Reproduce all records exactly.

================

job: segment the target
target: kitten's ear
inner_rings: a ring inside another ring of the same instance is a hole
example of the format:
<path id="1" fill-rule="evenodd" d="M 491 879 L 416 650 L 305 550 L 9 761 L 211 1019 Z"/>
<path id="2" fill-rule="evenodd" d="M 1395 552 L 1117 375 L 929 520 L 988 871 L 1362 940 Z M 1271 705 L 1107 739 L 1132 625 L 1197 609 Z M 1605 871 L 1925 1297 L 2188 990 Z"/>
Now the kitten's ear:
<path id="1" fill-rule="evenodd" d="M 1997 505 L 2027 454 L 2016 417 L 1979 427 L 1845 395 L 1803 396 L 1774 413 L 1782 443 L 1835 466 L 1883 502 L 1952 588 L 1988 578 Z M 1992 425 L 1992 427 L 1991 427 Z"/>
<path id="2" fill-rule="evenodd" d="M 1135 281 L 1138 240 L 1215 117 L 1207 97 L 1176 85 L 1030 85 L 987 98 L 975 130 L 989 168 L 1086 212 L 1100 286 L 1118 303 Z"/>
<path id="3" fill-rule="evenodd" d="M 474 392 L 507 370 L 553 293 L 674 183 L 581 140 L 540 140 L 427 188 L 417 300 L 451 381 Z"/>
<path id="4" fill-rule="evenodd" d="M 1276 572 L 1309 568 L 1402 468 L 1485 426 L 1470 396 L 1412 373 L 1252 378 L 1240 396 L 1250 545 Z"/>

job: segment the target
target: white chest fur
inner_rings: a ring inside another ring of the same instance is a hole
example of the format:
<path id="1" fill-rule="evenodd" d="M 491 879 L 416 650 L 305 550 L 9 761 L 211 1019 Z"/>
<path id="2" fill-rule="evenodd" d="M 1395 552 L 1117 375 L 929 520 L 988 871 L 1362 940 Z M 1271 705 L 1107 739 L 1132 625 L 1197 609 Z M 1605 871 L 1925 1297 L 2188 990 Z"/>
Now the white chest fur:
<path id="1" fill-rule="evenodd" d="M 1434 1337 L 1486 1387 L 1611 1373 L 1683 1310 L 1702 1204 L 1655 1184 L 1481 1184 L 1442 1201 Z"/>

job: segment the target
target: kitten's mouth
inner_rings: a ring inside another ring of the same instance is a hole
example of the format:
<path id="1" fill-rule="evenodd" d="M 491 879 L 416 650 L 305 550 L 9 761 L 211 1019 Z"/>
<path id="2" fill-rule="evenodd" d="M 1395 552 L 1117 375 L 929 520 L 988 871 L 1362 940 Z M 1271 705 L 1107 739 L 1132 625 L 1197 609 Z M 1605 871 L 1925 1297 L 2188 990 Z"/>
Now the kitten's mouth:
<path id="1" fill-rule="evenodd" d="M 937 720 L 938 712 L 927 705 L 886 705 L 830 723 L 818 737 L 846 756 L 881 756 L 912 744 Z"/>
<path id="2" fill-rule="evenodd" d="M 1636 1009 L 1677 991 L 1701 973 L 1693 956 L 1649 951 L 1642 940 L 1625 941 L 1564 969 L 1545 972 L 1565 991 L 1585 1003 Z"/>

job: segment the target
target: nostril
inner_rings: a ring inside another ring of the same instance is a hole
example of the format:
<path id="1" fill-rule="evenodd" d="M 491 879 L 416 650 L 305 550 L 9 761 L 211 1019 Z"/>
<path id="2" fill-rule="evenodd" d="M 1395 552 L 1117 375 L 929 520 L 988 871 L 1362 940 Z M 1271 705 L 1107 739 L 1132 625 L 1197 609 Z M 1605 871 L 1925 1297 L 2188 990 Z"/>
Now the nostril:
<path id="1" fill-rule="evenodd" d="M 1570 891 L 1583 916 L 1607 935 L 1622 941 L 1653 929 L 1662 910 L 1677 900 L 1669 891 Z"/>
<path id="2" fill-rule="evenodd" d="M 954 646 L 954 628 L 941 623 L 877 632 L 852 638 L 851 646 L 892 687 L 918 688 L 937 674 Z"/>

================

• _TASK OUTPUT_:
job: segment the target
target: kitten's ear
inner_rings: a ring inside another ring of the same instance is a hole
example of the format:
<path id="1" fill-rule="evenodd" d="M 491 879 L 416 650 L 305 550 L 9 761 L 211 1019 Z"/>
<path id="2" fill-rule="evenodd" d="M 1395 552 L 1117 375 L 929 520 L 988 871 L 1362 940 Z M 1271 705 L 1107 739 L 1132 625 L 1197 609 Z M 1605 871 L 1925 1297 L 2188 990 Z"/>
Now the kitten's ear:
<path id="1" fill-rule="evenodd" d="M 1997 505 L 2027 454 L 2016 417 L 1979 427 L 1845 395 L 1803 396 L 1774 413 L 1782 443 L 1835 466 L 1883 502 L 1952 588 L 1988 578 Z M 1992 425 L 1992 427 L 1991 427 Z"/>
<path id="2" fill-rule="evenodd" d="M 1135 281 L 1138 240 L 1215 117 L 1207 97 L 1176 85 L 1030 85 L 987 98 L 975 130 L 989 168 L 1086 212 L 1100 286 L 1118 303 Z"/>
<path id="3" fill-rule="evenodd" d="M 474 392 L 507 370 L 553 293 L 674 183 L 581 140 L 540 140 L 427 188 L 417 300 L 451 381 Z"/>
<path id="4" fill-rule="evenodd" d="M 1276 572 L 1309 568 L 1402 468 L 1485 426 L 1470 396 L 1412 373 L 1252 378 L 1240 396 L 1250 545 Z"/>

job: segment the target
target: white chest fur
inner_rings: a ring inside another ring of the same instance is a hole
example of the format:
<path id="1" fill-rule="evenodd" d="M 491 879 L 416 650 L 305 550 L 9 761 L 211 1019 Z"/>
<path id="2" fill-rule="evenodd" d="M 1395 552 L 1117 375 L 929 520 L 988 871 L 1362 940 Z M 1271 705 L 1107 739 L 1132 625 L 1197 609 Z M 1605 871 L 1925 1297 L 2188 990 Z"/>
Now the white chest fur:
<path id="1" fill-rule="evenodd" d="M 1434 1337 L 1486 1387 L 1611 1373 L 1683 1310 L 1702 1204 L 1655 1184 L 1481 1184 L 1442 1201 Z"/>

job: segment the target
target: kitten's mouth
inner_rings: a ring inside another ring of the same instance is a hole
example of the format:
<path id="1" fill-rule="evenodd" d="M 491 879 L 416 650 L 305 550 L 9 761 L 211 1019 Z"/>
<path id="2" fill-rule="evenodd" d="M 1395 552 L 1117 375 L 929 520 L 988 871 L 1362 940 Z M 1271 705 L 1107 739 L 1132 625 L 1197 609 Z M 1605 871 L 1925 1297 L 2188 990 Z"/>
Now the kitten's mouth:
<path id="1" fill-rule="evenodd" d="M 937 720 L 938 712 L 927 705 L 886 705 L 830 723 L 818 737 L 846 756 L 881 756 L 912 744 Z"/>
<path id="2" fill-rule="evenodd" d="M 1636 1009 L 1677 991 L 1701 973 L 1693 956 L 1649 951 L 1642 940 L 1625 941 L 1564 969 L 1545 972 L 1565 991 L 1585 1003 Z"/>

job: segment the target
target: nostril
inner_rings: a ring inside another ring of the same instance is a hole
example of the format:
<path id="1" fill-rule="evenodd" d="M 491 879 L 416 650 L 305 550 L 9 761 L 211 1019 Z"/>
<path id="2" fill-rule="evenodd" d="M 1395 552 L 1117 375 L 929 520 L 988 871 L 1362 940 Z M 1271 705 L 1107 739 L 1132 625 L 1197 609 Z M 1605 871 L 1925 1297 L 2188 990 Z"/>
Now the nostril:
<path id="1" fill-rule="evenodd" d="M 1570 891 L 1583 916 L 1607 935 L 1622 941 L 1653 929 L 1662 910 L 1677 900 L 1669 891 Z"/>
<path id="2" fill-rule="evenodd" d="M 954 646 L 954 628 L 941 623 L 877 632 L 852 638 L 851 646 L 892 687 L 918 688 L 937 674 Z"/>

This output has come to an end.